PROBLEM DETAILS:
Starting at the first row and ending at the line containing "point(571, 983)", please rewrite those rows with "ceramic bowl" switched to "clay bowl", changing nothing else.

Location identification rows
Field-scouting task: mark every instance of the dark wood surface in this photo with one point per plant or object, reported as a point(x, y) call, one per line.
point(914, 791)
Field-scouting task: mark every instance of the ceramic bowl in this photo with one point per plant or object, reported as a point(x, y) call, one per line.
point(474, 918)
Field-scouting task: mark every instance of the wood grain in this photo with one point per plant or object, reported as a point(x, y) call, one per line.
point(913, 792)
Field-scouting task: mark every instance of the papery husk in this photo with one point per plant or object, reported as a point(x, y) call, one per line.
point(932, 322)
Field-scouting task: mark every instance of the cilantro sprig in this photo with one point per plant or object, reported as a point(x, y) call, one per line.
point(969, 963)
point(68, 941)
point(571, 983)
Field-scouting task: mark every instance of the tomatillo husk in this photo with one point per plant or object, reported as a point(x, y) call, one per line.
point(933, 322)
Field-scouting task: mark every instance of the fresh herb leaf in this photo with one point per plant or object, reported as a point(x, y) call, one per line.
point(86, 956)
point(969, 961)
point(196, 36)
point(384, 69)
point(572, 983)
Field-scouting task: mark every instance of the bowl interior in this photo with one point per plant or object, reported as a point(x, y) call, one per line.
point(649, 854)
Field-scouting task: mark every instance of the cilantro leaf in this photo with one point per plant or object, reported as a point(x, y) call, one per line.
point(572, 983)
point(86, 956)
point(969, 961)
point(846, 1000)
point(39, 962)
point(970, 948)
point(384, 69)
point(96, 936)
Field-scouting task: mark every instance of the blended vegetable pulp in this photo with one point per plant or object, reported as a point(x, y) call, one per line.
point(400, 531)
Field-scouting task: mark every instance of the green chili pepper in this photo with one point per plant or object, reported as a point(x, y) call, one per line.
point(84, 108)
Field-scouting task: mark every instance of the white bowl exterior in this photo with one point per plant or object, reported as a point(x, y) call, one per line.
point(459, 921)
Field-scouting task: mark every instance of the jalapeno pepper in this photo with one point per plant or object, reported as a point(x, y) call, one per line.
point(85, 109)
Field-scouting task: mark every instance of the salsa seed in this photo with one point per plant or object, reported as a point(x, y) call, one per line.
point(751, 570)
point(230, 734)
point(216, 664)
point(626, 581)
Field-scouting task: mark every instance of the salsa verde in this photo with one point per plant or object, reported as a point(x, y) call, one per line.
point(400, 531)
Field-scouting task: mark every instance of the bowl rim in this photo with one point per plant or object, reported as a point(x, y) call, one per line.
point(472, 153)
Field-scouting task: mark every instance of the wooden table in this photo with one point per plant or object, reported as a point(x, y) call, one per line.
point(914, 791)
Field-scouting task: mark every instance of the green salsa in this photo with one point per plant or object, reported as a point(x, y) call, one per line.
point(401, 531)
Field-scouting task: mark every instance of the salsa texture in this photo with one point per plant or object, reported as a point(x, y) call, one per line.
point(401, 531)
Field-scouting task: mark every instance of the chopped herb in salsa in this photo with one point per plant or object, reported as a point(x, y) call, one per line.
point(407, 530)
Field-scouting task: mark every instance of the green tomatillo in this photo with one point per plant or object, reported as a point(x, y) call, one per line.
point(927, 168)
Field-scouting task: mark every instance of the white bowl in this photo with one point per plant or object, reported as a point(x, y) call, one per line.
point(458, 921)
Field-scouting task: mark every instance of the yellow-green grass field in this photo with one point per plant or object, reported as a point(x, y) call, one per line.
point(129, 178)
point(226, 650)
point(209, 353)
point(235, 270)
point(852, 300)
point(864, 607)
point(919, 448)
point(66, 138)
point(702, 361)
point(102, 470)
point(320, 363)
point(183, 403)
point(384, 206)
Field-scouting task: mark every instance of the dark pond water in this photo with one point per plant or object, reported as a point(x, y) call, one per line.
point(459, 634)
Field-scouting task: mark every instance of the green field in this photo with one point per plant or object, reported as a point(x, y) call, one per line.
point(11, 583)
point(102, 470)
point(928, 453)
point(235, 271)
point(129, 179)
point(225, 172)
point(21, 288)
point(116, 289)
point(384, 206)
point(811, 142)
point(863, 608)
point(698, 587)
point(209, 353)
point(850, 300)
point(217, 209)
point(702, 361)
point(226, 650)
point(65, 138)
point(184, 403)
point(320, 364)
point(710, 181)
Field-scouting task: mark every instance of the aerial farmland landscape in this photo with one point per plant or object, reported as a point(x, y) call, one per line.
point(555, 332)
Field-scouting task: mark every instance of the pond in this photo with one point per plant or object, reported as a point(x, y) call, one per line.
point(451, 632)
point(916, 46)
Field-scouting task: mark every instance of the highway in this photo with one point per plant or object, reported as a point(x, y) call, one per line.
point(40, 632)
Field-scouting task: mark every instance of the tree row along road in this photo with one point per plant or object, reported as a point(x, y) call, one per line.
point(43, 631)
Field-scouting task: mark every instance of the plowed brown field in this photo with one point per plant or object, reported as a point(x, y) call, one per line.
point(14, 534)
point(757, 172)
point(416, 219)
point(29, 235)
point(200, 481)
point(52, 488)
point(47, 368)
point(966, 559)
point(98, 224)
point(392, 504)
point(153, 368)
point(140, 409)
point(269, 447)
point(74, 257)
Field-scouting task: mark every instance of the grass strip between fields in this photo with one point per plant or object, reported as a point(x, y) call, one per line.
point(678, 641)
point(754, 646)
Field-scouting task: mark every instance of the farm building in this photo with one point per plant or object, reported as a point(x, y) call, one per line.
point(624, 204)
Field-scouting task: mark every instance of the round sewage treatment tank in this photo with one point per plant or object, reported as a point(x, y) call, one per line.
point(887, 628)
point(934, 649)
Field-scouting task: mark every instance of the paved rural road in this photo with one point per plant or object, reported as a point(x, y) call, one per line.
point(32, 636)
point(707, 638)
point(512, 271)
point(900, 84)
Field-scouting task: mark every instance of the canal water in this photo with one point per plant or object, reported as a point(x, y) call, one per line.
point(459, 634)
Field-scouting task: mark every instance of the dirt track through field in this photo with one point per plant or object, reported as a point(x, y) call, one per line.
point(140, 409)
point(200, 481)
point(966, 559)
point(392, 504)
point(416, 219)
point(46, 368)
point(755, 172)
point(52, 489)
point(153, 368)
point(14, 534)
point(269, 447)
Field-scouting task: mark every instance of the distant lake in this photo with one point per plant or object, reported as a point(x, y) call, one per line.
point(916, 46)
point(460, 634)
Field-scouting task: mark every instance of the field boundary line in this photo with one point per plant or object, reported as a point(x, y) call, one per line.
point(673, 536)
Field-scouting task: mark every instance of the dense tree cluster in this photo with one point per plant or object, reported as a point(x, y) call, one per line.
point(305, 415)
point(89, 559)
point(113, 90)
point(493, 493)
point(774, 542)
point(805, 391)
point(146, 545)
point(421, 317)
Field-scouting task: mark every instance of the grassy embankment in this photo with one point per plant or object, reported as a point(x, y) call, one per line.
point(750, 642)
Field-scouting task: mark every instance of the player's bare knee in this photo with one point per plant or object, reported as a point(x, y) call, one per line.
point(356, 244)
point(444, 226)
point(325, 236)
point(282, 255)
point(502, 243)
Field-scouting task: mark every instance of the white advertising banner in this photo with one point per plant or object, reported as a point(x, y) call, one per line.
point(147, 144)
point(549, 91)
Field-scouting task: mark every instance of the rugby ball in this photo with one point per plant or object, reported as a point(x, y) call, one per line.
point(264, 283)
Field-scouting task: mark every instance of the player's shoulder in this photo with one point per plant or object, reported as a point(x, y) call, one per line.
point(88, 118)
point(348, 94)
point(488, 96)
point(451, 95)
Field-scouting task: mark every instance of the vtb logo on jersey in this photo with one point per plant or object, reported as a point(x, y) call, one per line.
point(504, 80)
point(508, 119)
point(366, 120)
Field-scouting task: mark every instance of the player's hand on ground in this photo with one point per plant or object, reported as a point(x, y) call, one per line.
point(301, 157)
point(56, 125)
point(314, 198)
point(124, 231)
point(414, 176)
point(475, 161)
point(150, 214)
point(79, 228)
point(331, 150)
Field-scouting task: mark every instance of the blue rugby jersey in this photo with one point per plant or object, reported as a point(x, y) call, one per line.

TASK RESPONSE:
Field-scouting task: mark every instance of the dark wood surface in this photo with one point per plant or object, reported as a point(x, y) call, one per line.
point(914, 791)
Field-scouting task: mark every instance of the clay bowl in this photo with one point per plant or object, reported as a point(x, y) call, one per line.
point(474, 918)
Field-scouting task: mark every instance of the wood grain in this photo with one point per plant or object, reported as a point(x, y) call, one per line.
point(913, 792)
Field-scouting task: mark every instance of the papery husk in this photo with one point per plant or object, reported as a point(x, y) call, one per line.
point(932, 322)
Field-scouting task: mark every instance of the cilantro sprig in this photo with one point per plant or object, reported as a point(x, y) call, one per line.
point(969, 963)
point(68, 941)
point(571, 983)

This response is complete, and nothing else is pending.